Outline annotation data:
- - - - -

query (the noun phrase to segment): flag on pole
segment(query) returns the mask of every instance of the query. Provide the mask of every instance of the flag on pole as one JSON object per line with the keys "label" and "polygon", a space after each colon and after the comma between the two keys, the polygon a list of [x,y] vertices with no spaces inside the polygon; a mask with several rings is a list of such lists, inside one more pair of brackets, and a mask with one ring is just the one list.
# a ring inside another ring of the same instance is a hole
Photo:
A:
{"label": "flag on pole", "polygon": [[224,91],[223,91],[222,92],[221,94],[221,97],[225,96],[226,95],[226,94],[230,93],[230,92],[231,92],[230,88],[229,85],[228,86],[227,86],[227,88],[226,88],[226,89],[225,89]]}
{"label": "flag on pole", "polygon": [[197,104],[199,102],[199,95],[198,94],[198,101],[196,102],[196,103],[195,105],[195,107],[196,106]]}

- - - - -

* _Requirements_
Write out every line of the data above verbatim, with no changes.

* _Complete output_
query (the noun phrase to segment): flag on pole
segment(query) returns the mask of every instance of the query. Provide the mask of every instance of the flag on pole as one JSON object per line with the keys "label" and "polygon", a space after each colon and after the comma between the two keys, the polygon a list of [x,y] vertices with no spaces inside the polygon; a mask with several rings is a list of such lists, inside one more pair of brackets, and a mask with one ring is just the one list.
# a ring inside another ring of the same instance is a hole
Photo:
A:
{"label": "flag on pole", "polygon": [[224,91],[223,91],[222,92],[221,94],[221,97],[225,96],[226,95],[226,94],[230,93],[230,92],[231,92],[230,88],[229,85],[228,86],[227,86],[227,88],[226,88],[226,89],[225,89]]}
{"label": "flag on pole", "polygon": [[197,104],[199,102],[199,95],[198,94],[198,101],[196,102],[196,103],[195,105],[195,107],[196,106]]}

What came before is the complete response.